• [VORLIEGENDER TEXTAUSZUG]:
==================================================

LTG Cargo umgeht Weißrussland

LTG Cargo hat einen Testzug vom Kaunas Intermodal Terminal (KIT) für die Ukraine über Polen sowie in Gegenrichtung gestartet. Vom KIT aus kann die Fracht effizient in ganz Litauen und im gesamten Ostseeraum verteilt werden. Dies ist das erste Mal in der Geschichte Lietuvos Geležinkeliai (LTG), dass Fracht aus der Ukraine Litauen auf der Schiene unter Umgehung von Weißrussland erreicht.

Estnische Bahn sucht nach Alternativen

Der Güterverkehr in Estland ist nach Einführung der Sanktionen gegen Russland auf fast Null gesunken. Im vergangenen Jahr belief sich das Volumen noch auf 12,8 Mio. t, davon fast 9,5 Mio. t im Transit. Durch die Sanktionen gingen alle Transporte von Öl und Düngemittel aus der Republik Belarus verloren. Statt ganzer Züge verkehren heute täglich nur 10 bis 20 Güterwagen über die russische Grenze. Dies bedeutet für Estlands Eisenbahn, die vor einigen Monaten hauptsächlich mit dem Transport von Gütern aus Russland und Weißrussland beschäftigt war, sich neu orientieren zu müssen.

==================================================

• [ANGEZEIGTE DATEN]:
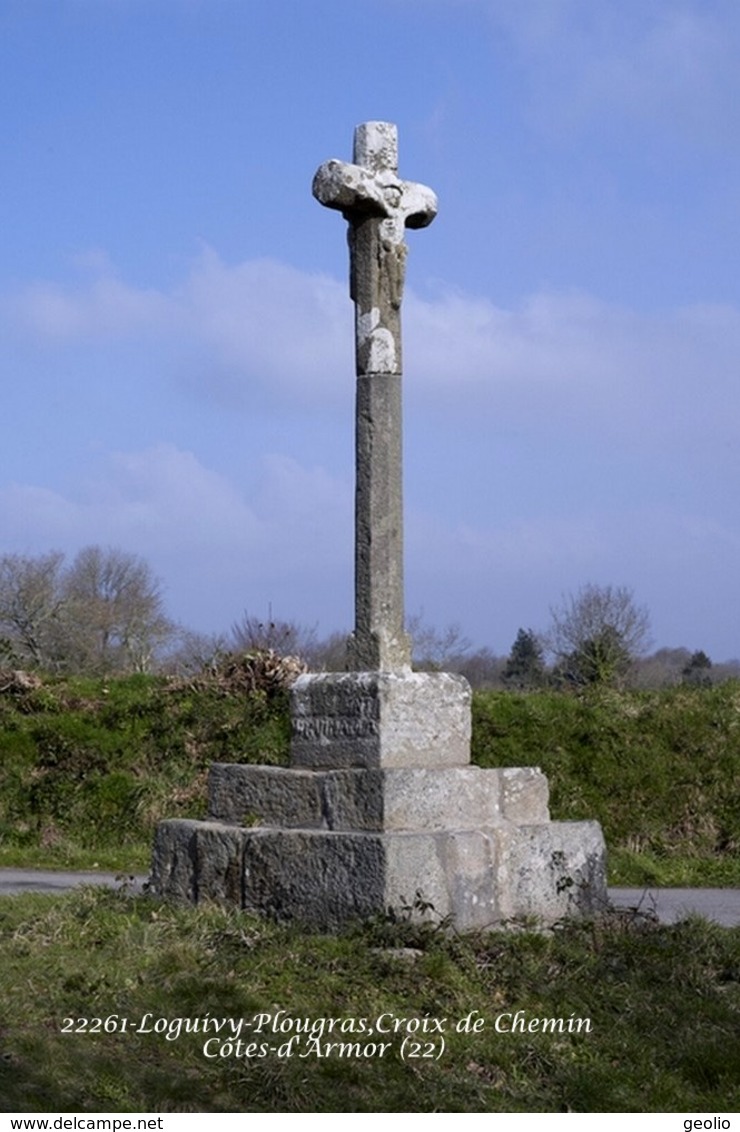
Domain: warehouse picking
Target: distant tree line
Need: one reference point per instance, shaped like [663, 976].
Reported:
[103, 614]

==================================================

• [AUFGABENSTELLUNG]:
• A. Erläutern Sie anhand des Auszugs über den Schienengüterverkehr im Baltikum in ein bis drei Sätzen, warum sich die estnische Eisenbahn neu orientieren muss.
• B. Entnehmen Sie dem Auszug über den Schienengüterverkehr im Baltikum wortgetreu die Passage zwischen „LTG Cargo umgeht“ und „von Weißrussland erreicht.“, beide Stellen eingeschlossen.
• C. Schreiben Sie den Auszug über den Schienengüterverkehr im Baltikum im Anschluss an seinen letzten Satz weiter.

• [SCHRIFTLICHE ANTWORTEN]:
• A. Nach Einführung der Sanktionen gegen Russland ist der Güterverkehr in Estland auf fast null gesunken, und sämtliche Transporte von Öl und Düngemittel aus Belarus sind weggefallen. Die Bahn war zuvor hauptsächlich mit dem Transport von Gütern aus Russland und Weißrussland beschäftigt. Heute überqueren statt ganzer Züge nur noch 10 bis 20 Güterwagen täglich die russische Grenze.

• B.
LTG Cargo umgeht Weißrussland

LTG Cargo hat einen Testzug vom Kaunas Intermodal Terminal (KIT) für die Ukraine über Polen sowie in Gegenrichtung gestartet. Vom KIT aus kann die Fracht effizient in ganz Litauen und im gesamten Ostseeraum verteilt werden. Dies ist das erste Mal in der Geschichte Lietuvos Geležinkeliai (LTG), dass Fracht aus der Ukraine Litauen auf der Schiene unter Umgehung von Weißrussland erreicht.

• C.
Kasachstan und Usbekistan, deren Getreide, Öl und Stahl zuvor die Häfen im Schwarzen Meer anliefen, begannen nach Möglichkeiten zu suchen, diese über andere Häfen im Baltikum und Finnland zu verschiffen, da das Schwarze Meer jetzt für die Schifffahrt gesperrt ist. Momentan wird kasachisches Getreide für das Terminal in Muuga erwartet, ebenso Öl für den Kraftstoffhändler Alexela, allerdings zunächst nur eine kleine Charge. Die russische Seite hat hier mit dem Transport von Metallerz für Fabriken in Belgien begonnen.

Die Ukraine möchte ihr Getreide über die baltischen Häfen exportieren, was aber auf einige Probleme stößt. Da man nicht mehr durch Weißrussland fahren kann und aufgrund der anderen Spurweite in Polen bedeutet das, dass sie ihre Waren zunächst in Polen auf Güterwagen mit 1.435-mm-Spurweite verladen müssten. Weder an der ukrainisch-polnischen Grenze noch an der polnisch-litauischen Grenze gibt es aber Ladestellen, an denen Getreide verladen werden kann. Estland hat zwar viele Getreideterminals mit Gleisanschluss, die Terminals könnten bis zu einer Million Tonnen pro Jahr per Bahn erhalten, die estnische Bahn hat aber keine Getreidewagen. Bisher wurden die Güterwagen meistens aus Russland gekauft, was heute nicht mehr geht.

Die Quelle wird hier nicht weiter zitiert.